- SHORT TASK: Pick out each line below that contains the string "trolley" and copy it in full. A match counts only when the case agrees.

- DATA RECORDS:
============

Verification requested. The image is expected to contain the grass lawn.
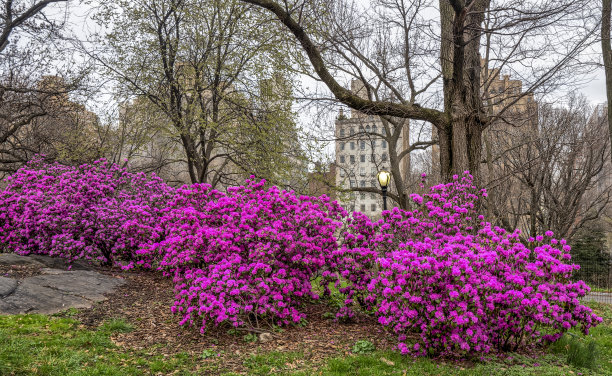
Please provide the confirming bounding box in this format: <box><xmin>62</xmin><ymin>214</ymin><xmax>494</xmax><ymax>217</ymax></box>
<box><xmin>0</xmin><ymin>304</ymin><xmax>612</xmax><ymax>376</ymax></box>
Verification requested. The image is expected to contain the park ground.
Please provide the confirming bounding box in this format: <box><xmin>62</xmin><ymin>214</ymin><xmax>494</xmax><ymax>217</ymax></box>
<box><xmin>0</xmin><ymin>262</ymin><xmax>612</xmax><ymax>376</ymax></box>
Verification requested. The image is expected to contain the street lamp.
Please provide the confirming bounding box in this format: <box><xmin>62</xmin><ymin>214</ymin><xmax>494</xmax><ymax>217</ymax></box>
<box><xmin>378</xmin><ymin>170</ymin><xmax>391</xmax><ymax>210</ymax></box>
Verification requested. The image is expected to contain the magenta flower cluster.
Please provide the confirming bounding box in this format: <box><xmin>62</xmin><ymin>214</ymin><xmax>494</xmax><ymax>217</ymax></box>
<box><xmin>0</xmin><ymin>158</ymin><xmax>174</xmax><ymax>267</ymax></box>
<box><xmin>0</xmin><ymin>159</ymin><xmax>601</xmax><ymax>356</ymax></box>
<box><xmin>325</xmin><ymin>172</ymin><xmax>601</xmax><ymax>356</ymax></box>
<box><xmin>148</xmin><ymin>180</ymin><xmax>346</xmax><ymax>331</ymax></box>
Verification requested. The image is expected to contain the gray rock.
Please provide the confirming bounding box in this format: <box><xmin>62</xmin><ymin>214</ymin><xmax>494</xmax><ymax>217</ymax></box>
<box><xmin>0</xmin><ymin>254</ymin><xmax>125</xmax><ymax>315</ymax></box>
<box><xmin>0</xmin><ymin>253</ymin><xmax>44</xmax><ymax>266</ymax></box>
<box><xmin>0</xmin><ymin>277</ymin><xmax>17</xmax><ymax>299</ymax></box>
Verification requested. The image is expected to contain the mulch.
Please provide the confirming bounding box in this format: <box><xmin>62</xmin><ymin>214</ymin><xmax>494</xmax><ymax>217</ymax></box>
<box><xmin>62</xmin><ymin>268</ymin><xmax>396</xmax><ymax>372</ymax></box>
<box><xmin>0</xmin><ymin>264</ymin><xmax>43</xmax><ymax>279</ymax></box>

============

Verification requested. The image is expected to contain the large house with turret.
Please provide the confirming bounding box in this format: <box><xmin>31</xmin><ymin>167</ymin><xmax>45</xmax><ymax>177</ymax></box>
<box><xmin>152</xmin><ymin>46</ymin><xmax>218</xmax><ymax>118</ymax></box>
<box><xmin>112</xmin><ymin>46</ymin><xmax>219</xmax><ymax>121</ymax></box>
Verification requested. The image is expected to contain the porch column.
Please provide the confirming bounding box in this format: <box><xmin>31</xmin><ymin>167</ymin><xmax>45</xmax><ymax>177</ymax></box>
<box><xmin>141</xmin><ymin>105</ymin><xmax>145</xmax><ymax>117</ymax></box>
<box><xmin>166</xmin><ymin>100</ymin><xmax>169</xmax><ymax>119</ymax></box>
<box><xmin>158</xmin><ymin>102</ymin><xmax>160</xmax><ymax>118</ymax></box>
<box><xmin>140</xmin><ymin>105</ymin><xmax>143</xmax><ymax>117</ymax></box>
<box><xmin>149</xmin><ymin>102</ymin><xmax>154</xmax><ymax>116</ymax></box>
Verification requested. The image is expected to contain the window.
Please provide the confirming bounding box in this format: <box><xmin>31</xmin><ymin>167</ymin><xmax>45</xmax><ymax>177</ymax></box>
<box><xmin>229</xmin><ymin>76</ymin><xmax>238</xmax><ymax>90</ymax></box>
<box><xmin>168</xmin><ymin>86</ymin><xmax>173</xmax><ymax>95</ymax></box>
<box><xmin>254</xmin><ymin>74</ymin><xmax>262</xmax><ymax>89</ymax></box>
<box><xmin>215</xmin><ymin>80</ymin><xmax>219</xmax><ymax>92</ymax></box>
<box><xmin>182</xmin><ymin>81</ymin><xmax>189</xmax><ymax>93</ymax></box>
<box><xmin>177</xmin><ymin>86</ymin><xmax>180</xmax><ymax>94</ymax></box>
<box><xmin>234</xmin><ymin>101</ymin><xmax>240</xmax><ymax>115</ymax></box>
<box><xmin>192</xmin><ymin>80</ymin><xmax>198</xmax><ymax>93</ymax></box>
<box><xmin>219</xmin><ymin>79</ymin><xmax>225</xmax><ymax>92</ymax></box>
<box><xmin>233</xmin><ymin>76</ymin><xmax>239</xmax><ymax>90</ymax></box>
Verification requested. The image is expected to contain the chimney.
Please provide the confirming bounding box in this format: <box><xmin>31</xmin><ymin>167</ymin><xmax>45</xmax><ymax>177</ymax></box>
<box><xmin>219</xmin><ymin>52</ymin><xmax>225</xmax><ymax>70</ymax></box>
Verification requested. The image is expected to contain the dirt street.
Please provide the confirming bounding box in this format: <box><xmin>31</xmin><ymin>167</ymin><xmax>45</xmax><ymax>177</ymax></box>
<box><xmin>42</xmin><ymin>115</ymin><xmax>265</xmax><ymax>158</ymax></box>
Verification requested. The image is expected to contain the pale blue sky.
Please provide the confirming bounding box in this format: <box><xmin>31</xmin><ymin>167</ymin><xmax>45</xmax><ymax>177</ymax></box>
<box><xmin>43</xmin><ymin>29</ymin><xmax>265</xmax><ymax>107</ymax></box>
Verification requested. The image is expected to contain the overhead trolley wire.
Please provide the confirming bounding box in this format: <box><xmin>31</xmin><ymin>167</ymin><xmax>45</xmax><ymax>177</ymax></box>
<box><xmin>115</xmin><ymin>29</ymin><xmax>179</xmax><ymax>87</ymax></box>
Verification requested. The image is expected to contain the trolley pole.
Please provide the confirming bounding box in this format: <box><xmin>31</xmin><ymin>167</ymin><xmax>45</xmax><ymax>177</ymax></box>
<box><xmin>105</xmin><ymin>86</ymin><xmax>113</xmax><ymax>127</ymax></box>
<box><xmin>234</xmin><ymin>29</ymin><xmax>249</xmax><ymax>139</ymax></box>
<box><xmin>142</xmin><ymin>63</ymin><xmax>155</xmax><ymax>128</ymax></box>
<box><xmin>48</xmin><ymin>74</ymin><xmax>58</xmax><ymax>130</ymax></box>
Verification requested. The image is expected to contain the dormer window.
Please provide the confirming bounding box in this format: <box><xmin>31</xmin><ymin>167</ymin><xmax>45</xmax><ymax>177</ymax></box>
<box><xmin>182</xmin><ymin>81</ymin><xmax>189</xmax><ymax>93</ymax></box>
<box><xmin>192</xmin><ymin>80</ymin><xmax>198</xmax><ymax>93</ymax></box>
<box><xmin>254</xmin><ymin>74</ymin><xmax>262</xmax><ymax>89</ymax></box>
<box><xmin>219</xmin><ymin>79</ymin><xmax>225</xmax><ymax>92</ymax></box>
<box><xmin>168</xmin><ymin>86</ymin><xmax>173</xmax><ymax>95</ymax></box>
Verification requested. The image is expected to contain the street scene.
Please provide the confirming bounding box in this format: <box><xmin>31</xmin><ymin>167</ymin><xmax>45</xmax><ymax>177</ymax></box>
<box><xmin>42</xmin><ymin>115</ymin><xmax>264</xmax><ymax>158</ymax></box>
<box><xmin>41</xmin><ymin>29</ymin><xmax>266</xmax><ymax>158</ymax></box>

============

- OUTPUT FOR THIS EXERCISE:
Verification requested. The image is expected to contain the overhead trolley wire.
Verification requested. The image is expected to contain the trolley pole.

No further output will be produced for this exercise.